#### [Directive A]
Using the NetApp sysconfig notes, decide whether each statement agrees with them. Answer yes or no, quoting the exact words that settle it. (i) The sysconfig -c check found no configuration errors. (ii) The backplane serial number differs from the system serial number. (iii) The backplane revision is B0.
#### [Directive B]
In the NetApp sysconfig notes, what system ID does the output list?
#### [Directive C]
Carry on the NetApp sysconfig notes after their final line.

#### [Passage provided]

--- begin ---

BTW vol0 is system, you know that.
is this one the same as sysconfig -r? "vol status -r"
sysconfig -c <- check if all hardware on good version for the Data ONTAP:
===== SYSCONFIG-C =====
sysconfig: There are no configuration errors.
===== SYSCONFIG-A =====
      NetApp Release 7.0RC3: Wed Nov 17 23:47:10 PST 2004
      System ID: 0101164287 (troy)
      System Serial Number: 110242511 (troy)
      System Rev: A0
      Backplane Part Number: 104-00009
      Backplane Rev: A0
      Backplane Serial Number: 110242511
      slot 0: System Board 2782 MHz (NetApp System Board VIII B0)

--- end ---

#### [Data]
--- begin ---

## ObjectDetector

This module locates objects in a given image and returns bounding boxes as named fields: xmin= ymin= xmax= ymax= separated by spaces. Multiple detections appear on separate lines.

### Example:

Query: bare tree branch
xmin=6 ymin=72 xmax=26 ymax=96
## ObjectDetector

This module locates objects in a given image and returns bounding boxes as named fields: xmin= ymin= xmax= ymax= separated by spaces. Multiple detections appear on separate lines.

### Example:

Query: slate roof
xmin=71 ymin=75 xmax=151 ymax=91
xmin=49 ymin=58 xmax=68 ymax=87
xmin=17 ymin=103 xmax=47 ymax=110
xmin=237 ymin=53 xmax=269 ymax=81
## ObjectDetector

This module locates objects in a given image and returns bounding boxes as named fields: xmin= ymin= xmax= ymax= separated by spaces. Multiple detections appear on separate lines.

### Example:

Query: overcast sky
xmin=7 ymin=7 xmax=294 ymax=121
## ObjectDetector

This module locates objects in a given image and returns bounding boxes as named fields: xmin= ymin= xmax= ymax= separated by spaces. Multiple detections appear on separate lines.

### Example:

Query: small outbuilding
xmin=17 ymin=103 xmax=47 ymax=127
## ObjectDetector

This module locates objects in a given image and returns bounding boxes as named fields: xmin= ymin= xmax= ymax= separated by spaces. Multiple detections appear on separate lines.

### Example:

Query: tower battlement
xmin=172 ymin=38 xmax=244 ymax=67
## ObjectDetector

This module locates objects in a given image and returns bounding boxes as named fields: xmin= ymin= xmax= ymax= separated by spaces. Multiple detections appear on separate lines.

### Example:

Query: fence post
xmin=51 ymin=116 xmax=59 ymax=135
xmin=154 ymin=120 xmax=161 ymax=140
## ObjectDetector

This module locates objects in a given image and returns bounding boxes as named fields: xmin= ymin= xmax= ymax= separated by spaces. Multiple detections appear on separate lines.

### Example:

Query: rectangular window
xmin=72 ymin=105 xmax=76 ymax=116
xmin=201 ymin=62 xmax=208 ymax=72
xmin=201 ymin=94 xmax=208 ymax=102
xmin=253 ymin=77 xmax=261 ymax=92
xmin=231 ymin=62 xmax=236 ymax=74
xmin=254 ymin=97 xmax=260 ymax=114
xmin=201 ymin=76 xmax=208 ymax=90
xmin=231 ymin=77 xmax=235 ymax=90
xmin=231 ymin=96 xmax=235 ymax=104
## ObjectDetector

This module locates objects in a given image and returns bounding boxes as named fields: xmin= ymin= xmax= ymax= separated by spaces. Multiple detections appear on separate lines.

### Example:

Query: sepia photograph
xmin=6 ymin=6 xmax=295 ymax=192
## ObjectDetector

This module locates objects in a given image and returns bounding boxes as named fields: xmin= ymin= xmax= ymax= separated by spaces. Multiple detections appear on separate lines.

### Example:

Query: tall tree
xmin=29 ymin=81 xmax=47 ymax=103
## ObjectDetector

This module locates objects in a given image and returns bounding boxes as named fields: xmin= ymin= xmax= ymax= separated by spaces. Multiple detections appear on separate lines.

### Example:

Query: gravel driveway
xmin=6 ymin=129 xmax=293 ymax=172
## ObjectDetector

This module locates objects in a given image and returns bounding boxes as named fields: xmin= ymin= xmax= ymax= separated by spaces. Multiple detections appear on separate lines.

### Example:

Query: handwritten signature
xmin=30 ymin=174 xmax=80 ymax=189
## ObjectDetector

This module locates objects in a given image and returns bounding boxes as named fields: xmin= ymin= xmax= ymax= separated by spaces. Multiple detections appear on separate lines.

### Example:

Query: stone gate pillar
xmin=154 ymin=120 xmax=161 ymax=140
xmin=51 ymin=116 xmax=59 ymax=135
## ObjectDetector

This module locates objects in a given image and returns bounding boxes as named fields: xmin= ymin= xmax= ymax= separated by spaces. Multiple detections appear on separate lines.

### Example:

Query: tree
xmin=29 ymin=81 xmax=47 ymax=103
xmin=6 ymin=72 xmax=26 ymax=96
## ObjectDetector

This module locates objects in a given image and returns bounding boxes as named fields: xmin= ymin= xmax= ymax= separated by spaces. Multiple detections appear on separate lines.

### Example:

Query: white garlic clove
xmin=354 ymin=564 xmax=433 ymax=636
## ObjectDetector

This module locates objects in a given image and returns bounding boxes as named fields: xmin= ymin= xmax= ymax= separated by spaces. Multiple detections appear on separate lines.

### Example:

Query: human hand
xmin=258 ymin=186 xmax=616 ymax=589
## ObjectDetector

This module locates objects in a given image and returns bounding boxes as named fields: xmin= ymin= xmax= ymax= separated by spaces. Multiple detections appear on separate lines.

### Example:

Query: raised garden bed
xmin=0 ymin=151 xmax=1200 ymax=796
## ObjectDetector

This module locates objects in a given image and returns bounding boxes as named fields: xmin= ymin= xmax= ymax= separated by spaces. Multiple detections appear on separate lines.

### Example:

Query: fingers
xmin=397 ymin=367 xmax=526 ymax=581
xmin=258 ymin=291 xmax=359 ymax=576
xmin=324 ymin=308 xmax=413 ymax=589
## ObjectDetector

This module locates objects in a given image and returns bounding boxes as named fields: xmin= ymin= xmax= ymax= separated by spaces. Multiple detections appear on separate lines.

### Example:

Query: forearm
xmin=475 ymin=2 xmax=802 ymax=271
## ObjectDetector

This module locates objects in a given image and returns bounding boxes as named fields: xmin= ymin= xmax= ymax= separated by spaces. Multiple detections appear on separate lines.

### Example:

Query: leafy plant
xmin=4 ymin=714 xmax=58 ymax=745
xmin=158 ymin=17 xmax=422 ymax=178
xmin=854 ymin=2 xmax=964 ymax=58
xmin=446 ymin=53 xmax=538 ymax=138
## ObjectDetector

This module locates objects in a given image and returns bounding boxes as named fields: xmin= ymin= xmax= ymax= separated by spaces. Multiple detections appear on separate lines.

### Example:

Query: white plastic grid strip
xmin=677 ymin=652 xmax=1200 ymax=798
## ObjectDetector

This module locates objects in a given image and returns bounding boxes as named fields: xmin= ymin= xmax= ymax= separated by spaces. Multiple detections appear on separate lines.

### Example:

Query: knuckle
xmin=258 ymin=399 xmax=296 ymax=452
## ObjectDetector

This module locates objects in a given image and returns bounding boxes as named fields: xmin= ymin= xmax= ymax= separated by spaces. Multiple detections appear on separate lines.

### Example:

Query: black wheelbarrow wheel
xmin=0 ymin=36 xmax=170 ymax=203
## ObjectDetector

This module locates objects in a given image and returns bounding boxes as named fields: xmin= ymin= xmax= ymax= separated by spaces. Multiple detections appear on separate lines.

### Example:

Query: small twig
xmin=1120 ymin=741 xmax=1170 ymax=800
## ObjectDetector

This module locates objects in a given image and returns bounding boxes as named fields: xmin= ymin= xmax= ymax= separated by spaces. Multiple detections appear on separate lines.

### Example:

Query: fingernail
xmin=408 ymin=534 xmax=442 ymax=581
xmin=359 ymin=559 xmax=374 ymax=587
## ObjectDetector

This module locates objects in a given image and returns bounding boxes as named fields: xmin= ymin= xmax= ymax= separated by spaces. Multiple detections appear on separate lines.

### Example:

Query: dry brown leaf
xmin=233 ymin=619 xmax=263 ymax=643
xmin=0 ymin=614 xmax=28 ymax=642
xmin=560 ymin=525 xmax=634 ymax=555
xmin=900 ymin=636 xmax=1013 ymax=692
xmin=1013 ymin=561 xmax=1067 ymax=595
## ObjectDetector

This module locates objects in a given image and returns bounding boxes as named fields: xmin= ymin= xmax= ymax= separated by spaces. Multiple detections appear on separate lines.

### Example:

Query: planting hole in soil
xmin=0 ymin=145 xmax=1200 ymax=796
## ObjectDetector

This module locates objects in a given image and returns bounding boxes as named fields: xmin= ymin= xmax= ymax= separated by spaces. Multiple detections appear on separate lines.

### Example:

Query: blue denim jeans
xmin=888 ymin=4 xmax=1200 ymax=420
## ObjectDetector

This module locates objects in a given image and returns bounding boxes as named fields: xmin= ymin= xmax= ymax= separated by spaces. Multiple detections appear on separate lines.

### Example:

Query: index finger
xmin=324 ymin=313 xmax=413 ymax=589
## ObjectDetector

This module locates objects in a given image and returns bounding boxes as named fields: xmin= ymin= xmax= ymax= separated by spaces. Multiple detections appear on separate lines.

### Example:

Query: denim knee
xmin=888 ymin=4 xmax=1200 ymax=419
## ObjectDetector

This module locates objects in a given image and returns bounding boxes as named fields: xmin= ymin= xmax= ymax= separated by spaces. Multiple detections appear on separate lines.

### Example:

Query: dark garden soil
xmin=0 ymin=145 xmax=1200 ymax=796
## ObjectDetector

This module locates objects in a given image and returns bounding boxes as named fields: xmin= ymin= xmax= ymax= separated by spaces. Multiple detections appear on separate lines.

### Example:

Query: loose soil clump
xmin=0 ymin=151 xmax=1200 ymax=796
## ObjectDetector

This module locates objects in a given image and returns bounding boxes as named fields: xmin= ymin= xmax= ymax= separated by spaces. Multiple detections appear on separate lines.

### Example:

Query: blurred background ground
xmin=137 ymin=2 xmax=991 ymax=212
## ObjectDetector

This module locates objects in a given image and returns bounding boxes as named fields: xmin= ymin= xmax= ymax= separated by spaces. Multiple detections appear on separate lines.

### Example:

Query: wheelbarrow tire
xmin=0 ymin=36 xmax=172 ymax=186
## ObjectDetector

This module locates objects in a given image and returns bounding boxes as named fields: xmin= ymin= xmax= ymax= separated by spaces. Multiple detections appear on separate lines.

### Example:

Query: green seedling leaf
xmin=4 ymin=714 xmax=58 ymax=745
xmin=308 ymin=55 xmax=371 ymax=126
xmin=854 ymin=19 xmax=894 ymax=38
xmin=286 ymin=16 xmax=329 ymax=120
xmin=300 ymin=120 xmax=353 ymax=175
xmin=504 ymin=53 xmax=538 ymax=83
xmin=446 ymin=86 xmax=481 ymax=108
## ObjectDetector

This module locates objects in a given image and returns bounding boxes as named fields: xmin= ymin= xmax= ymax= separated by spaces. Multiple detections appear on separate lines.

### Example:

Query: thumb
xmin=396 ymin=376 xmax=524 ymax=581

--- end ---
--- begin ---

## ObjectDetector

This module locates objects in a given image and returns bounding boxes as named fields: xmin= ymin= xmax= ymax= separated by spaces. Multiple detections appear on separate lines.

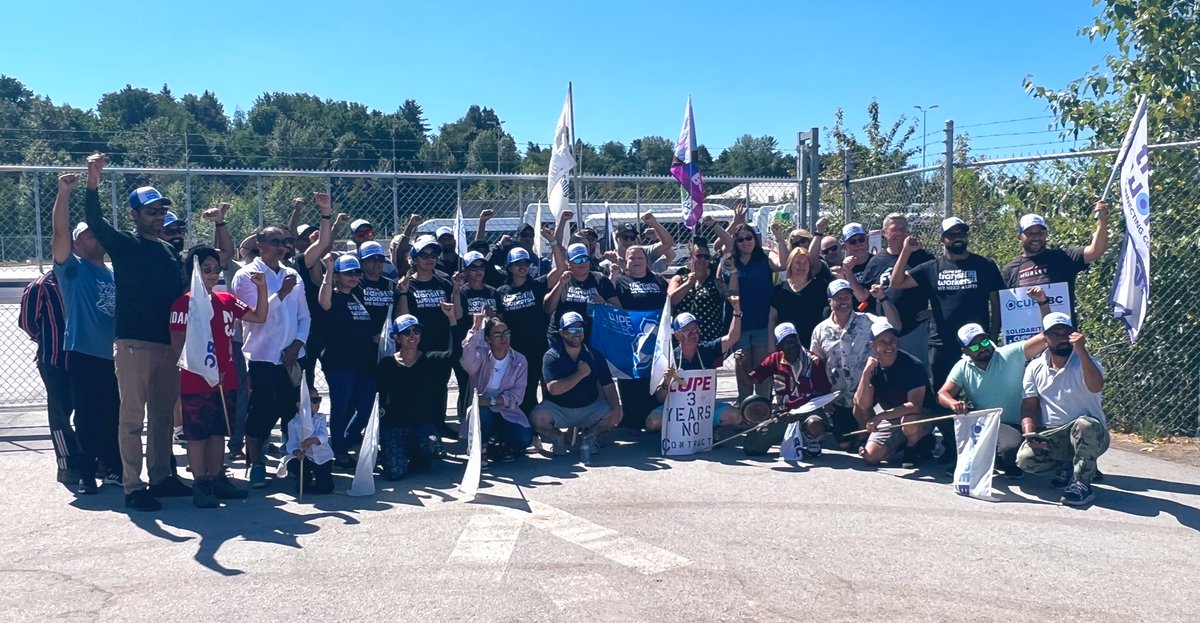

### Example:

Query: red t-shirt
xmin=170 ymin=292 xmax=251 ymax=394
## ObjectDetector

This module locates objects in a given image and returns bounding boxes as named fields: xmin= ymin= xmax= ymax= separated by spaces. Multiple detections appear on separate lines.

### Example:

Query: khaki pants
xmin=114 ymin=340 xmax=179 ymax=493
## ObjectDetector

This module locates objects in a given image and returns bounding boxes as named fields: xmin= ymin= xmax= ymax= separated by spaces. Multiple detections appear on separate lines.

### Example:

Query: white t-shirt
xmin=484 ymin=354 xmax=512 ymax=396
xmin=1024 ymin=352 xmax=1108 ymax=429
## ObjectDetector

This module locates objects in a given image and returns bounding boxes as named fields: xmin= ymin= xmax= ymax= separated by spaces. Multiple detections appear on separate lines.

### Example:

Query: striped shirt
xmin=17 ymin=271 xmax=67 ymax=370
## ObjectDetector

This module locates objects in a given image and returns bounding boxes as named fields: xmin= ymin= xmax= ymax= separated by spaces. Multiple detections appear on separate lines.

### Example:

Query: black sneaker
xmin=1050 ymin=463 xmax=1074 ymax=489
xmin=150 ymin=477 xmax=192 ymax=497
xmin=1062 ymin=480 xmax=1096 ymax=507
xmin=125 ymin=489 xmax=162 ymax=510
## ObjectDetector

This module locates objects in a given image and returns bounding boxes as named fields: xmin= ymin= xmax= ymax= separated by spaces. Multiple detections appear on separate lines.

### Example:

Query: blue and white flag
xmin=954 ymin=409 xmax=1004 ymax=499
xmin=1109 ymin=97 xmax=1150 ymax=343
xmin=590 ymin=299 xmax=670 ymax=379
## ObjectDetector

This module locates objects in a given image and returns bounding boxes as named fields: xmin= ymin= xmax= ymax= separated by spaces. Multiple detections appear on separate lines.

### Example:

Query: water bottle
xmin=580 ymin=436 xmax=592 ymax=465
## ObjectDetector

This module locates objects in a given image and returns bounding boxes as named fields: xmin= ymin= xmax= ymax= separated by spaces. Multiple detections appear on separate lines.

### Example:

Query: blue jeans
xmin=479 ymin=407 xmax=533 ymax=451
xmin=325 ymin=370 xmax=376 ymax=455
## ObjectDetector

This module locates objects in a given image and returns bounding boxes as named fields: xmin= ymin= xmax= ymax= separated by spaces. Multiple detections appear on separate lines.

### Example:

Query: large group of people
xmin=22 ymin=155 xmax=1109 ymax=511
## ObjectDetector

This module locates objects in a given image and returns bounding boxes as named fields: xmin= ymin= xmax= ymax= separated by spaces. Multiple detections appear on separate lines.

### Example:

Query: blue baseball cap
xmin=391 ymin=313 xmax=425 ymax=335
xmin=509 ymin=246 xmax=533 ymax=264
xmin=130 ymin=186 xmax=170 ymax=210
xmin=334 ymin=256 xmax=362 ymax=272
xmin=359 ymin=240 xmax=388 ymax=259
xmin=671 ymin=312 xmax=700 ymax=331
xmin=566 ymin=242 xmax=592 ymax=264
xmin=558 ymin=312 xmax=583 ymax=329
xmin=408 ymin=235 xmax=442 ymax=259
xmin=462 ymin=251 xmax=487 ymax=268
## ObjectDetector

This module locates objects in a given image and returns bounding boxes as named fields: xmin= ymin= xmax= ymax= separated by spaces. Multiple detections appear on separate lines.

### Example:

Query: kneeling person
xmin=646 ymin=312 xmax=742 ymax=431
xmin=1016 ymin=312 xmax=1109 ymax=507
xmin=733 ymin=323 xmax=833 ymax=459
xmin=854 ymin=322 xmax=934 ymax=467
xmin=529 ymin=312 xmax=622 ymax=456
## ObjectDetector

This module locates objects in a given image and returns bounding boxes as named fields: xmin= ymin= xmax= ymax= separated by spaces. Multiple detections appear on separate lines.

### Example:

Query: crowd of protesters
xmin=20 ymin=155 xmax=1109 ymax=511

--- end ---

#### [Right answer A]
(i) Yes: "sysconfig: There are no configuration errors."
(ii) No: "System Serial Number: 110242511 (troy)" and "Backplane Serial Number: 110242511"
(iii) No: "Backplane Rev: A0"

#### [Right answer B]
0101164287 (troy)

#### [Right answer C]
                Model Name:         FAS980
                Part Number:        110-00024
                Revision:           B0
                Serial Number:      G7GLH2AE160026
                Firmware release:   4.2.3_i2
                BMC info:           IPMI v1.5, BMC rev 0.20, SDR Version 00.20
                Processors:         4
                Processor ID:       0xf25
                Microcode Version:  0x11
                Memory Size:        8192 MB
      slot 0: 10/100 Ethernet Controller IV
            e0 MAC Address:     00:a0:98:01:38:de (100tx-fd-up)
                Device Type:        Rev 2
                        memory mapped I/O base 0xa0000000, size 0x20000
                        memory mapped I/O base 0xa0020000, size 0x20000
                        I/O base 0xffe0, size 0x20
(...)
      slot 3: FC Host Adapter 3a (Dual-channel, QLogic 2312 (2342) rev. 2, 64-bit, L-port, )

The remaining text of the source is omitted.